=== What needs to be done ===
Count the lines in the records below that contain the word "trousers" and reply with that number alone.

**** Data ****

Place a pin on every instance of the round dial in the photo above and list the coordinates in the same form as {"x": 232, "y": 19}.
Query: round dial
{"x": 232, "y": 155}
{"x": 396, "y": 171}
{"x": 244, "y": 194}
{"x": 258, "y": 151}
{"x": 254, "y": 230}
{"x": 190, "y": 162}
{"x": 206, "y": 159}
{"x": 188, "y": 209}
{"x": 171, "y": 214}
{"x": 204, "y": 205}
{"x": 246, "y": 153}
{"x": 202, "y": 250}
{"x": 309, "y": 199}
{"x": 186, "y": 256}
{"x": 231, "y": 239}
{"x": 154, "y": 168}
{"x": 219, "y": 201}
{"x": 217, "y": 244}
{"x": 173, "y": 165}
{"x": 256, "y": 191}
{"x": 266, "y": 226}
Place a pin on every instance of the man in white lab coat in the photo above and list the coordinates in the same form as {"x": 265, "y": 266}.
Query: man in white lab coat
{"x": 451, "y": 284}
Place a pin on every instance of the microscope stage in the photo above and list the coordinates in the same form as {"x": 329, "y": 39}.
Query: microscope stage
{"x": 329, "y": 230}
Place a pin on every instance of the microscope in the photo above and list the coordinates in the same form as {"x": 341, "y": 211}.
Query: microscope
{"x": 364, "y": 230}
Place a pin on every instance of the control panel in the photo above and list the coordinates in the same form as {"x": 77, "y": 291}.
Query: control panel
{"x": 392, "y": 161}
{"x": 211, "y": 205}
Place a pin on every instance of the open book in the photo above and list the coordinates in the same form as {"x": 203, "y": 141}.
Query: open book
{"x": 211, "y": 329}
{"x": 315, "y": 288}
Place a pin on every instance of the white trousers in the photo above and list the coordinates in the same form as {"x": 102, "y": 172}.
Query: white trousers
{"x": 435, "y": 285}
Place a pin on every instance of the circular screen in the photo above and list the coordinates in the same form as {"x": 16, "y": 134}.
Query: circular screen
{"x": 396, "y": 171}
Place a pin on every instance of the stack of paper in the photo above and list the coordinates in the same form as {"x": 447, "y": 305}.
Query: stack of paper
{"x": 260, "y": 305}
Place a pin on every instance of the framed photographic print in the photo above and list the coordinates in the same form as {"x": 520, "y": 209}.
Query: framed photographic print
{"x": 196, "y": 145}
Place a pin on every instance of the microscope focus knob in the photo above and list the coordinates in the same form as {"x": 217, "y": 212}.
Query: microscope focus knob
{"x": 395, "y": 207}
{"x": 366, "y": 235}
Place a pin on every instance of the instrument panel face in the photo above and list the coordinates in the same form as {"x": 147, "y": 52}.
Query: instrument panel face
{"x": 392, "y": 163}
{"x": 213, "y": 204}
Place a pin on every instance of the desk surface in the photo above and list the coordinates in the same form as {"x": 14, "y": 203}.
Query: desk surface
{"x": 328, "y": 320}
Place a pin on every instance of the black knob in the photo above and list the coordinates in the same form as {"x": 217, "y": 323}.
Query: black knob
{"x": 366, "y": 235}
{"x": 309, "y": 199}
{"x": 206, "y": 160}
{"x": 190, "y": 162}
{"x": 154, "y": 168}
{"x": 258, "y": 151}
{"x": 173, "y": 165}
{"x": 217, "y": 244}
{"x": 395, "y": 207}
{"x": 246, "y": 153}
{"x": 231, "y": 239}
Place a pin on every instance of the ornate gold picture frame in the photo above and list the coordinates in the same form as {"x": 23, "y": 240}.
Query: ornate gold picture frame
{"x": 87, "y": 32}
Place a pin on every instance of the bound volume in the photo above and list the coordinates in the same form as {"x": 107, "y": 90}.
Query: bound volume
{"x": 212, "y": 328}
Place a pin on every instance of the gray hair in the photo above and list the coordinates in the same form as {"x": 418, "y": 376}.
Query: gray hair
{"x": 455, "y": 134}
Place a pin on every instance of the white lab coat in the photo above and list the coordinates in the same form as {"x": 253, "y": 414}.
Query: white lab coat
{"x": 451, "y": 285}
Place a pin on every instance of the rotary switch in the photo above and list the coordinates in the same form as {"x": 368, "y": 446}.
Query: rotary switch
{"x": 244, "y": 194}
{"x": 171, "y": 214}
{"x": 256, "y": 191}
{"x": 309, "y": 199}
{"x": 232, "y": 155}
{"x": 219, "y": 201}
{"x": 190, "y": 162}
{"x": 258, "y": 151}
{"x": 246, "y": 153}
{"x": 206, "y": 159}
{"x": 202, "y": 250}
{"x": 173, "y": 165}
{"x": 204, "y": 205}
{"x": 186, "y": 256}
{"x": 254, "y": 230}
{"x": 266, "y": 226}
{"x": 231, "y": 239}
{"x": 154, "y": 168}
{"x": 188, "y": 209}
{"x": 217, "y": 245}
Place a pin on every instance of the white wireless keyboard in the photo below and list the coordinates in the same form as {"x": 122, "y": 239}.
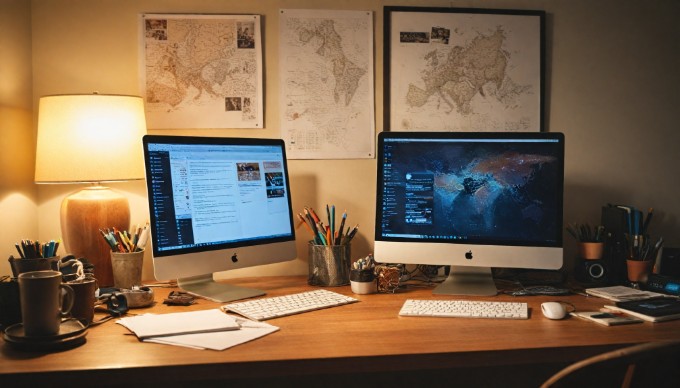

****

=== Solution for this exercise ===
2